[Pointing and labeling entries]
********

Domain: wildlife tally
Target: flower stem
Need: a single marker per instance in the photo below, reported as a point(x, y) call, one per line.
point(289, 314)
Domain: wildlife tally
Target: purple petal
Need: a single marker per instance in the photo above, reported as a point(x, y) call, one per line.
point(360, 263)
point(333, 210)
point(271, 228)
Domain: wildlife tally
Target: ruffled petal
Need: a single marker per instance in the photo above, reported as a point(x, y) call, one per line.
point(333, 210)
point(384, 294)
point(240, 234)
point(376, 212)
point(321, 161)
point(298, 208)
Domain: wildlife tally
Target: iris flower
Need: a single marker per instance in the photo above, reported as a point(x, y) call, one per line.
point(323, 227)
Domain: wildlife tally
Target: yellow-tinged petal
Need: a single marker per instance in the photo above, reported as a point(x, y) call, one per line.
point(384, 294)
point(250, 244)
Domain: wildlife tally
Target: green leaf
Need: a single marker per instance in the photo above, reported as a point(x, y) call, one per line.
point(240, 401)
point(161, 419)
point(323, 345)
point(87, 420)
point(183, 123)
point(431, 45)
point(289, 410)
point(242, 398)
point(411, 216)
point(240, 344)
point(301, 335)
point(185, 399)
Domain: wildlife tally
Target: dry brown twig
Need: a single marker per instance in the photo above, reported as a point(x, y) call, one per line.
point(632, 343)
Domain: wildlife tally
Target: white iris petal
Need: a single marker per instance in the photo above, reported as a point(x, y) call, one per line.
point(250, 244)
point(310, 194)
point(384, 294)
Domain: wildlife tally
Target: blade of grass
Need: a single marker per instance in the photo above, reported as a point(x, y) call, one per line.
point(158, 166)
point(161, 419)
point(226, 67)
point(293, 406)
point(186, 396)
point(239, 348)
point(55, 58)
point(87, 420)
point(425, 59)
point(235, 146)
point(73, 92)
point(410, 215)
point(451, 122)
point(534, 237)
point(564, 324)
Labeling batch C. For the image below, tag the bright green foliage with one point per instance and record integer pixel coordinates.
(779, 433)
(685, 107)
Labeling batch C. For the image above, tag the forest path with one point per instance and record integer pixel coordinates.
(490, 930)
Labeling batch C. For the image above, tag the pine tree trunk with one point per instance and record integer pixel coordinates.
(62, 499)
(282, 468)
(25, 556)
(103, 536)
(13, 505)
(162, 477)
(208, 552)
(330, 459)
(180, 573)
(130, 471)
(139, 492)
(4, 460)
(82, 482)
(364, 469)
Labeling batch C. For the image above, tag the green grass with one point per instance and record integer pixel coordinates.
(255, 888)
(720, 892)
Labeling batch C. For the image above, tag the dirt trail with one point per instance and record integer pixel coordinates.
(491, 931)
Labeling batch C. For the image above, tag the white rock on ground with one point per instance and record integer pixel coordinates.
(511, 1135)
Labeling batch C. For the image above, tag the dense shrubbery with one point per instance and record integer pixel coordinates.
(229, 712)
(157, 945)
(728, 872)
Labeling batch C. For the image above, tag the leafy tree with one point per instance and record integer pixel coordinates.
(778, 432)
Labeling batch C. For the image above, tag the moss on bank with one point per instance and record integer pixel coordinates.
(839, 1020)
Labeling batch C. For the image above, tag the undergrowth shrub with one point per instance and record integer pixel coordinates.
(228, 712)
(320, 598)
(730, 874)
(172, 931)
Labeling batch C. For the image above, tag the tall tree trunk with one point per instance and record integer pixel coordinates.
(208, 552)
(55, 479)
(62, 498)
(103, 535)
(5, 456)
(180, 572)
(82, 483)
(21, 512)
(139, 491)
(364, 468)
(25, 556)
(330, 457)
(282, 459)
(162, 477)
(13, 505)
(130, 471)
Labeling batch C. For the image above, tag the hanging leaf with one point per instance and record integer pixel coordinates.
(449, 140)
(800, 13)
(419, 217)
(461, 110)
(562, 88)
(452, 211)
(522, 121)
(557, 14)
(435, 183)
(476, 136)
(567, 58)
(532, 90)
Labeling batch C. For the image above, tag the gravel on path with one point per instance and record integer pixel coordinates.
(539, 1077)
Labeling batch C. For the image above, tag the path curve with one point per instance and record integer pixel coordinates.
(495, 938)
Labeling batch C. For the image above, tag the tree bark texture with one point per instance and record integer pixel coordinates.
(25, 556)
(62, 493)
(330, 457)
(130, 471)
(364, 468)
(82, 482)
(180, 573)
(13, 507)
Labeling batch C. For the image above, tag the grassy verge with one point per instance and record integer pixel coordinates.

********

WHAT YOU HAVE TO DO
Print the listing above in its entirety, with every line exact.

COMPLETE RESPONSE
Domain: wildlife tally
Target: flower stem
Need: a single marker per instance in the photo below, reported as a point(x, y) call, one per line.
point(289, 314)
Domain: wildlife tally
Target: purple petal
Need: a single marker per instance in the photo above, reported as a point(x, y) call, one per line.
point(360, 263)
point(333, 210)
point(271, 228)
Domain: wildlife tally
Target: ruffled petal
Need: a single marker per instance in the photo above, reported as a point(x, y) call, one per line.
point(333, 210)
point(384, 294)
point(240, 234)
point(376, 212)
point(321, 161)
point(298, 208)
Domain: wildlife tally
Target: iris flower
Need: a single marker per instance in the photo above, reported as a point(x, y) call, one per line.
point(323, 227)
Domain: wildlife tally
Target: yellow-tinged petal
Need: a single marker per instance in the photo above, reported as a point(x, y) call, one per line.
point(384, 294)
point(250, 244)
Domain: wildlife tally
Target: green leaf
Need: a single marker per instance in the photo above, reported as a point(x, y) call, one per line.
point(240, 401)
point(161, 419)
point(323, 345)
point(87, 420)
point(183, 123)
point(431, 45)
point(289, 410)
point(242, 398)
point(411, 216)
point(240, 344)
point(301, 335)
point(185, 399)
Domain: wildlife tally
Target: dry brown twig
Need: a single marker per instance in the photo above, reported as a point(x, y) call, one per line.
point(632, 343)
Domain: wildlife tally
Target: white iris petal
Need: a single marker per instance in the photo above, reported as a point(x, y) call, one per line.
point(250, 244)
point(310, 194)
point(384, 294)
Domain: wildlife tally
Target: blade of grass
Need: a single marker per instance in the photo above, reported as a point(x, y) call, one per line.
point(158, 166)
point(161, 419)
point(226, 67)
point(293, 406)
point(186, 396)
point(239, 348)
point(55, 58)
point(87, 420)
point(425, 59)
point(235, 146)
point(73, 92)
point(410, 215)
point(451, 122)
point(534, 237)
point(564, 324)
Labeling batch C. For the image below, tag the bright green foliage with one point per instance and record integer pixel coordinates.
(779, 433)
(685, 107)
Labeling batch C. For the image above, tag the forest path with one point per instance and record integer pixel coordinates.
(490, 930)
Labeling batch C. For the image above, tag the pine tree trunk with one point per instance and record integer pixel coordinates.
(62, 499)
(282, 468)
(25, 556)
(103, 536)
(13, 505)
(162, 477)
(208, 552)
(330, 459)
(180, 573)
(130, 471)
(139, 492)
(4, 460)
(82, 482)
(364, 469)
Labeling batch C. For the image above, tag the green grass with one point per instance and record integer pixel coordinates.
(255, 888)
(720, 892)
Labeling batch C. For the image above, tag the dirt trail with one point per instance and record integer pixel coordinates.
(491, 931)
Labeling batch C. For the image above, tag the white rock on ground with one point per instance and record integer pixel coordinates.
(511, 1135)
Labeling batch C. For the image above, tag the dense shrubbery with one point per instance and record integer pixel coordinates.
(229, 712)
(157, 945)
(728, 872)
Labeling batch C. For the image above, tag the leafy tree with one point per instance and record integer pixel coordinates.
(778, 432)
Labeling batch C. For the image above, tag the moss on bank with one point per instance and record integer pixel coordinates.
(839, 1020)
Labeling batch C. For the image above, tag the undergrowth shrub with one point per instance and record integer pixel coordinates.
(228, 712)
(320, 598)
(730, 874)
(172, 931)
Labeling batch C. For the image above, tag the tall tree trunk with one point per instance and record integer pixel coordinates.
(208, 552)
(55, 479)
(62, 498)
(103, 535)
(5, 456)
(180, 572)
(82, 483)
(21, 512)
(139, 491)
(364, 468)
(25, 556)
(330, 457)
(282, 459)
(162, 477)
(13, 505)
(130, 471)
Labeling batch C. For the image above, tag the hanging leaf with one point per instance and record integer pixel coordinates.
(449, 140)
(800, 13)
(419, 217)
(461, 110)
(562, 88)
(452, 211)
(522, 121)
(557, 14)
(435, 183)
(476, 136)
(567, 58)
(532, 90)
Labeling batch C. For the image above, tag the gravel on path with one point per instance and record integer pixel coordinates.
(539, 1077)
Labeling batch C. For the image above, tag the path curve with one point per instance and record integer pixel coordinates.
(495, 938)
Labeling batch C. For the image above, tag the tree bark texture with one point per instance and record integer pixel coordinates.
(25, 556)
(62, 493)
(330, 457)
(130, 471)
(364, 468)
(82, 482)
(180, 573)
(13, 507)
Labeling batch C. For the image above, tag the grassy verge with one point per instance and record integer pixel coordinates.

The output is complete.